Stored records:
— BEGIN —
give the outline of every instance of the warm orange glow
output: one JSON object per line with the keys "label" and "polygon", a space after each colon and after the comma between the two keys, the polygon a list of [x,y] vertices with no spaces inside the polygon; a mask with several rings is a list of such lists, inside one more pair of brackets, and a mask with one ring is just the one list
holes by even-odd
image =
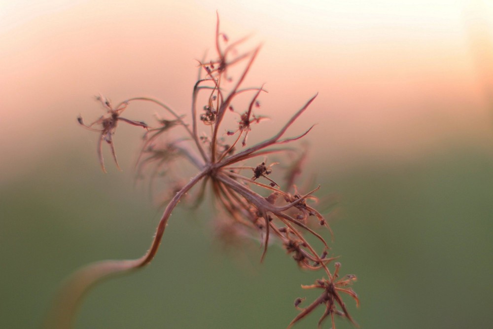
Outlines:
{"label": "warm orange glow", "polygon": [[267,83],[265,114],[292,112],[319,92],[300,124],[318,123],[312,140],[342,163],[466,139],[491,144],[491,2],[372,2],[3,1],[0,152],[18,163],[79,136],[67,123],[97,113],[98,92],[152,95],[186,112],[216,9],[223,31],[264,42],[248,82]]}

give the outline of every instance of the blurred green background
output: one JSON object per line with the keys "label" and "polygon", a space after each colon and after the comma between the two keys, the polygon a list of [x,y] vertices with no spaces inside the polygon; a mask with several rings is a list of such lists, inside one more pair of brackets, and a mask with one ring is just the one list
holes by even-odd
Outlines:
{"label": "blurred green background", "polygon": [[[275,119],[249,143],[319,92],[289,134],[317,124],[303,177],[340,197],[332,252],[357,276],[361,328],[492,328],[491,1],[52,0],[0,1],[0,328],[38,328],[76,269],[147,250],[160,212],[133,187],[141,132],[122,125],[124,172],[105,149],[105,175],[75,118],[102,114],[99,92],[187,113],[216,10],[231,40],[263,44],[245,85],[268,83],[258,114]],[[275,246],[261,264],[260,246],[222,252],[210,204],[176,210],[152,264],[91,291],[76,328],[285,328],[317,274]]]}
{"label": "blurred green background", "polygon": [[[342,197],[333,251],[343,272],[357,275],[361,307],[347,301],[362,328],[491,326],[492,159],[466,146],[321,178],[319,194]],[[52,150],[1,186],[0,328],[36,328],[75,268],[148,247],[158,213],[131,175],[103,174],[79,147]],[[262,264],[260,249],[219,252],[211,216],[176,211],[151,265],[92,291],[76,328],[285,328],[295,298],[315,297],[300,285],[316,276],[274,246]],[[321,313],[295,328],[315,328]]]}

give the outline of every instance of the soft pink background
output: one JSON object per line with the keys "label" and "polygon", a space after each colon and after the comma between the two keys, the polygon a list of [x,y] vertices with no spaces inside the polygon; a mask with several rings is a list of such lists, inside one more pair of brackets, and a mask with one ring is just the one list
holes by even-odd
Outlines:
{"label": "soft pink background", "polygon": [[493,149],[492,2],[0,2],[0,180],[47,148],[76,140],[95,149],[97,137],[75,118],[101,114],[98,93],[154,96],[188,113],[216,9],[230,38],[263,44],[246,84],[266,83],[260,112],[275,119],[257,135],[319,93],[292,133],[317,124],[308,137],[315,165],[413,161],[462,144]]}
— END —
What you have to do »
Repeat all of the records above word for word, leaving out the pictures.

The response »
give the outline of every instance of the warm orange glow
output: one JSON object per line with the keys "label" and "polygon", a space after each colon and after the comma between the two keys, the polygon a list of [x,y] vertices with no spaces inside the polygon; a mask with several rings is a list of such lists, inside one more pair of brackets, and a mask with one ring is just the one list
holes by even-odd
image =
Outlines:
{"label": "warm orange glow", "polygon": [[267,83],[265,114],[292,112],[319,92],[300,124],[318,123],[312,140],[342,163],[466,139],[491,144],[491,2],[372,2],[3,1],[0,152],[18,163],[79,136],[67,123],[97,113],[98,92],[152,95],[186,112],[216,9],[223,31],[264,42],[248,82]]}

give the outline of every instance of the blurred green background
output: one JSON object per line with the keys "label" and "polygon", a space after each colon and after the comma between the two keys, the polygon a list of [x,y] vertices with no spaces inside the polygon; a mask with several rings is a list of such lists, inside one more pair of brackets, and a mask with one ring is just the one list
holes by even-odd
Outlines:
{"label": "blurred green background", "polygon": [[[275,119],[249,143],[319,92],[289,134],[317,124],[303,177],[340,197],[332,252],[357,276],[361,328],[492,328],[491,1],[52,0],[0,1],[0,328],[38,328],[76,269],[147,250],[160,212],[133,187],[141,132],[122,125],[124,172],[105,149],[105,175],[75,118],[102,114],[99,92],[187,113],[216,10],[231,40],[263,44],[245,85],[268,83],[258,114]],[[275,246],[261,264],[260,246],[222,252],[210,204],[176,210],[152,264],[91,291],[76,328],[285,328],[317,274]]]}
{"label": "blurred green background", "polygon": [[[342,197],[333,251],[343,272],[357,275],[361,307],[347,301],[362,328],[491,326],[492,159],[466,146],[321,178],[319,194]],[[52,150],[1,186],[0,328],[36,328],[75,268],[148,247],[158,213],[131,175],[103,174],[79,147]],[[262,264],[260,249],[219,252],[211,216],[176,211],[151,265],[92,291],[76,328],[285,328],[295,298],[315,297],[300,285],[316,276],[274,246]],[[321,313],[295,328],[315,328]]]}

give the outline of every instance of the soft pink background
output: one JSON object per line with the keys "label" and "polygon", a space after each colon and after the comma between the two keys, the polygon a list of [x,y] vertices with no spaces inside the polygon; a mask with several rings is a list of such lists, inside one more pair of brackets, and a mask with one ring is just the one list
holes by even-odd
Outlines:
{"label": "soft pink background", "polygon": [[493,149],[492,2],[0,2],[0,180],[47,148],[76,140],[95,149],[97,137],[75,118],[101,114],[98,93],[154,96],[188,113],[216,9],[230,38],[263,44],[246,84],[266,83],[260,112],[275,119],[257,135],[319,93],[292,133],[317,124],[308,137],[315,165],[413,161],[462,144]]}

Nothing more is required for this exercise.